• REQUIRED TASK: Format the records below as a Markdown table with the columns Row and Line. Give each non-blank line its own row, numbered in order, and leave out any blank lines.

• INPUT FOR THIS TASK:
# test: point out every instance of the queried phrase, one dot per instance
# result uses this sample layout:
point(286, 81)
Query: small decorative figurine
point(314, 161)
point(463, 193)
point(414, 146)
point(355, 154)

• OUTPUT FOR THIS EXERCISE:
| Row | Line |
|---|---|
| 1 | # test: point out every instance of the queried phrase, one dot per instance |
| 2 | # result uses this sample layout: |
| 3 | point(286, 81) |
| 4 | Query: small decorative figurine |
| 5 | point(314, 161) |
| 6 | point(463, 193) |
| 7 | point(414, 146) |
| 8 | point(355, 154) |